REQUIRED WORK: All lines in the records below that hold "pine" are to be shown.

Records from a data source
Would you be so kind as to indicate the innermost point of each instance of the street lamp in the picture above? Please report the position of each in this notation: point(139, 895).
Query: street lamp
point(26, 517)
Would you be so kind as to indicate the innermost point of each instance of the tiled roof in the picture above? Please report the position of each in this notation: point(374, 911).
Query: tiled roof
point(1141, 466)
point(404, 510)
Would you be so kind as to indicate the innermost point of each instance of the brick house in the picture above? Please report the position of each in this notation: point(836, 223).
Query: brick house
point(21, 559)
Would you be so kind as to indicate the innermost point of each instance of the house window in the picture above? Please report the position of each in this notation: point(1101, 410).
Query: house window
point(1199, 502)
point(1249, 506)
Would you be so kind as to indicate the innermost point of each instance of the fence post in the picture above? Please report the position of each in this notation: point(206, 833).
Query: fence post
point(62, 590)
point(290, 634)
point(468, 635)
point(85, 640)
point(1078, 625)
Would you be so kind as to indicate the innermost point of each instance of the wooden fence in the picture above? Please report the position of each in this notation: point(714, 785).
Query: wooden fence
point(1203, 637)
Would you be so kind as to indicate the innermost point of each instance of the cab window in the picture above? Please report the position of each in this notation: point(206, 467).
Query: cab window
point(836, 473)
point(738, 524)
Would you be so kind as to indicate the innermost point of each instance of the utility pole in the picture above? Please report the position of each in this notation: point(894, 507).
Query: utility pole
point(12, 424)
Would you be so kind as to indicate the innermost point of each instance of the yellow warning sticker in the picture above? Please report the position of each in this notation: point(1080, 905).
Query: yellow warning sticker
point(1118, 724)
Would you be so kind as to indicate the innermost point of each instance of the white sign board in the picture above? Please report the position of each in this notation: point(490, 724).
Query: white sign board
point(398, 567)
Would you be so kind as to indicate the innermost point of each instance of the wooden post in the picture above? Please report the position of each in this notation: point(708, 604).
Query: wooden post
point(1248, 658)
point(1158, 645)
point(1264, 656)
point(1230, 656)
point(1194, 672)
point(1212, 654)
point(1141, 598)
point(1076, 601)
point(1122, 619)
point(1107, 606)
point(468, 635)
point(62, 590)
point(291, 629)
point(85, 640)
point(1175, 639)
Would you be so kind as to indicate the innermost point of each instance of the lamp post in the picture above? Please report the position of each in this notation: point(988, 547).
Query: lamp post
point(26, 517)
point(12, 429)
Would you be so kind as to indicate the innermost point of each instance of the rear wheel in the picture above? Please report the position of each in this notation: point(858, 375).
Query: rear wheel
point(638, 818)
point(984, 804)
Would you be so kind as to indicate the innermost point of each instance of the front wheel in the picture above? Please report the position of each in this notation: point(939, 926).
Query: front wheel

---

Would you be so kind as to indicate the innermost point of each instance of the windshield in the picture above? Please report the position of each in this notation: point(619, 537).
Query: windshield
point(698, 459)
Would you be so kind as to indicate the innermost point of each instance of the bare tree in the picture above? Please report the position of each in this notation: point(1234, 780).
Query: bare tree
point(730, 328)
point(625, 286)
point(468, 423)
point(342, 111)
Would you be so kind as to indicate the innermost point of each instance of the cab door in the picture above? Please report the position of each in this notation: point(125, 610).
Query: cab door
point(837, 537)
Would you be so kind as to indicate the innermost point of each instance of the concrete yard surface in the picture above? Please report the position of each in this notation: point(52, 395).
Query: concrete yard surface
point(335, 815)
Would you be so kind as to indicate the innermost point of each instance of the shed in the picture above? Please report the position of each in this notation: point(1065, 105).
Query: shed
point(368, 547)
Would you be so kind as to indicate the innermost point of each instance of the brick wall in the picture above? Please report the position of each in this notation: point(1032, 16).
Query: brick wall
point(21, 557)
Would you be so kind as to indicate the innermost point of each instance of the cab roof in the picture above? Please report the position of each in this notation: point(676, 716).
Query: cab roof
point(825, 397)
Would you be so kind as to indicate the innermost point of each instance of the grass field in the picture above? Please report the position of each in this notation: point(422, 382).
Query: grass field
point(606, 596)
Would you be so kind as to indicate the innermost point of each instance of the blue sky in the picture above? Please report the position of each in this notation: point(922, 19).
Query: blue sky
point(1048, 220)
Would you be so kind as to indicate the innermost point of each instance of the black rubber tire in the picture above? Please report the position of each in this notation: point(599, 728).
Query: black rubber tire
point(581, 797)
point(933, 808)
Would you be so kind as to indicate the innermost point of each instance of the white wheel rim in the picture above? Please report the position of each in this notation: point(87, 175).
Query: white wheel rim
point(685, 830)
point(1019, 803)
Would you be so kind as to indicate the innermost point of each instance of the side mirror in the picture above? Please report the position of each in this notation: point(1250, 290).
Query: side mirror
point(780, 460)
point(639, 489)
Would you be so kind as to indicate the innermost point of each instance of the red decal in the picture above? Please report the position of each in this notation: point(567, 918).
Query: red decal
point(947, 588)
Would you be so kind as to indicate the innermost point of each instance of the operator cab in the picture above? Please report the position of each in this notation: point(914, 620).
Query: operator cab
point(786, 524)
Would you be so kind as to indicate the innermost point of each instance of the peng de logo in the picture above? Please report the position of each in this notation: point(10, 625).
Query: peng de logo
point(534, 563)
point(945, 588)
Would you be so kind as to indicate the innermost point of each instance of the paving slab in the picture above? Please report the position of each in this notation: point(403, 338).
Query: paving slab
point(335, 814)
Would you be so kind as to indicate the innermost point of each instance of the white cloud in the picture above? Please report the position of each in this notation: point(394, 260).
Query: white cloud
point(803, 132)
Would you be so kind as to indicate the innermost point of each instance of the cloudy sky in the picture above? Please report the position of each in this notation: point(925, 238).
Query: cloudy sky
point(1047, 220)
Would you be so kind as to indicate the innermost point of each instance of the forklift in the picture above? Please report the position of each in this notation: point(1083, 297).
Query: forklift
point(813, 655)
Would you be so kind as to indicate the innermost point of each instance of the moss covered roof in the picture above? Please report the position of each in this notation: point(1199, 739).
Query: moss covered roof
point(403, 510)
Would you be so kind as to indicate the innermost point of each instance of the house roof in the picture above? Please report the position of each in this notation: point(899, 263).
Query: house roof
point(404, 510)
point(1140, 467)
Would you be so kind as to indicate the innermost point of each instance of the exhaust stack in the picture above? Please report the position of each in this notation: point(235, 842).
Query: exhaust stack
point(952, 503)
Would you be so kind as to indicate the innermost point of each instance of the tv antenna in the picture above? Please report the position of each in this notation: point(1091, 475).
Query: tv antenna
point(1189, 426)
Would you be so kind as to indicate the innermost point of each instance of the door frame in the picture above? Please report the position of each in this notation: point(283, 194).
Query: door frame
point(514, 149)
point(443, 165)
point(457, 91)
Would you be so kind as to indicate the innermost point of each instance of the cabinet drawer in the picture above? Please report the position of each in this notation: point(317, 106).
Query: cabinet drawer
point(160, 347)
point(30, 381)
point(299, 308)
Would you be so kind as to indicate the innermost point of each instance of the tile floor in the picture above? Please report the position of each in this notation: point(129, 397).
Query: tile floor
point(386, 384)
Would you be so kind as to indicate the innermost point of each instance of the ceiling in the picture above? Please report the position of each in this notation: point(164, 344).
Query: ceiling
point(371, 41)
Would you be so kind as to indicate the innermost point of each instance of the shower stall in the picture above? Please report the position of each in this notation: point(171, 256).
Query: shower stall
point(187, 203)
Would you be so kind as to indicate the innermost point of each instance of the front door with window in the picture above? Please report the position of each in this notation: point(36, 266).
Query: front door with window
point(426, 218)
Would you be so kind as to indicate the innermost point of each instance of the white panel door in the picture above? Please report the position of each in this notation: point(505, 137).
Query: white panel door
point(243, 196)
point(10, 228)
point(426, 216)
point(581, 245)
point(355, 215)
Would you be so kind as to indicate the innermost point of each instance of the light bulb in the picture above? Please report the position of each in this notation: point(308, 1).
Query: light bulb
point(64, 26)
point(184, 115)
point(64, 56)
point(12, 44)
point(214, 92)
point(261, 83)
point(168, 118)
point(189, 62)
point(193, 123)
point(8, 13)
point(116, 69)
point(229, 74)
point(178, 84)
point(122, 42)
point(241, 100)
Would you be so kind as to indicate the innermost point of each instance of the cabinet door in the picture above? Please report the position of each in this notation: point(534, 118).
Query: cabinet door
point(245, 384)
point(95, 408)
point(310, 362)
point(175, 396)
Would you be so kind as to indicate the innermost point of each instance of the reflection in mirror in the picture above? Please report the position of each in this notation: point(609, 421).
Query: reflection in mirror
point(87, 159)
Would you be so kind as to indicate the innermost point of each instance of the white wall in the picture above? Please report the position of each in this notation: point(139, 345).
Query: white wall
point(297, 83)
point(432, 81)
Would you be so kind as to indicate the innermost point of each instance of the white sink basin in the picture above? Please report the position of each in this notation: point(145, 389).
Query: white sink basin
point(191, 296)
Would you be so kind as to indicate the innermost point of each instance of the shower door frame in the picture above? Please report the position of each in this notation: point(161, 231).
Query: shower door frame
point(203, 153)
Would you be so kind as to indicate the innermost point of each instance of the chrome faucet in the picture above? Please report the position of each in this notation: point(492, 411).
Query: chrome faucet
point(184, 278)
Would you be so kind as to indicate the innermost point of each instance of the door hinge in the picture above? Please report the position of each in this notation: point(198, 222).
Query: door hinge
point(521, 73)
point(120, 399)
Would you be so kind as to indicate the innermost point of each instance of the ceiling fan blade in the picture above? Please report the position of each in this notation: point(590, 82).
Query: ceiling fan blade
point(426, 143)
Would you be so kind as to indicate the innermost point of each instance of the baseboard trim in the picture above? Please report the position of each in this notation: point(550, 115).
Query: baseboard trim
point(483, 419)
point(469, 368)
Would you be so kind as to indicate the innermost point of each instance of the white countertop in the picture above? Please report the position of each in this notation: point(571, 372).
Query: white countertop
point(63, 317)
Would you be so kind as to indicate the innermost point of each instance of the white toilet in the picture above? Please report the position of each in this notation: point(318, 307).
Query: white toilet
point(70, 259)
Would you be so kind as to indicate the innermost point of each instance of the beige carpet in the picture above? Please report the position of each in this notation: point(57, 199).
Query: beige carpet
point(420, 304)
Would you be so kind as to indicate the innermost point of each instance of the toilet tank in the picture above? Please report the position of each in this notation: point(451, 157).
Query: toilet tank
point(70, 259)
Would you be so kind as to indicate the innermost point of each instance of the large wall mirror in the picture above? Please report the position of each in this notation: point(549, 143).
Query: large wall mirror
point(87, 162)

--

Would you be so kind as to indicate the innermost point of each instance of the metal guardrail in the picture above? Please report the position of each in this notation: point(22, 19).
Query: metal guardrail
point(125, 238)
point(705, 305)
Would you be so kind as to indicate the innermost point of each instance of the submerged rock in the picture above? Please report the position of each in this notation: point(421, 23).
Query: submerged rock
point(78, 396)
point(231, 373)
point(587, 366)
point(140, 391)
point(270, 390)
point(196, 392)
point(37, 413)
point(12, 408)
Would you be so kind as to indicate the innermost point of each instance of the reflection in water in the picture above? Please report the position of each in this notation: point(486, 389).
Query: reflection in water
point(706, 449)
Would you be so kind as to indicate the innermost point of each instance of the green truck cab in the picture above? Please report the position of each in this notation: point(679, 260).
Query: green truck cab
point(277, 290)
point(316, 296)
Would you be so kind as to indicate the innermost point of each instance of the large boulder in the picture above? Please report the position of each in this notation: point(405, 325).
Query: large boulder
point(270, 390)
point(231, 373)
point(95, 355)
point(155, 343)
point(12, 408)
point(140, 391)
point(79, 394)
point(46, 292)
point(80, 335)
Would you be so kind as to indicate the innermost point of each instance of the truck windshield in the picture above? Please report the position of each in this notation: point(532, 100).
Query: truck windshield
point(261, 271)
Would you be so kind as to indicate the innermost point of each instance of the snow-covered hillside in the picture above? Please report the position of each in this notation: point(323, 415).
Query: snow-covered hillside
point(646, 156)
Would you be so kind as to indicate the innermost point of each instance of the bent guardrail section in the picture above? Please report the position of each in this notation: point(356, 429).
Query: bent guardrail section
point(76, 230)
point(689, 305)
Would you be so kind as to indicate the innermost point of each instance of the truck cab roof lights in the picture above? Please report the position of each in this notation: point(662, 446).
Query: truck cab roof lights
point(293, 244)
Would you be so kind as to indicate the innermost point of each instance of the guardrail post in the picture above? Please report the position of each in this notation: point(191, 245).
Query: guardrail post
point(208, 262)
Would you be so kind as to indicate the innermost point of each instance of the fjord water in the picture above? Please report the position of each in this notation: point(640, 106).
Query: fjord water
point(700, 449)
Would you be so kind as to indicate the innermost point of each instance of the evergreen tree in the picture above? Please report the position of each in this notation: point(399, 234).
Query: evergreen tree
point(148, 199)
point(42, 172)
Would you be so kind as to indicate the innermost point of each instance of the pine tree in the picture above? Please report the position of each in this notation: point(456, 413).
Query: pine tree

SOLUTION TO THE EXERCISE:
Would you be so kind as to indicate the innermost point of each instance of the pine tree in the picture above? Please report the position of each in this notation: point(456, 413).
Query: pine tree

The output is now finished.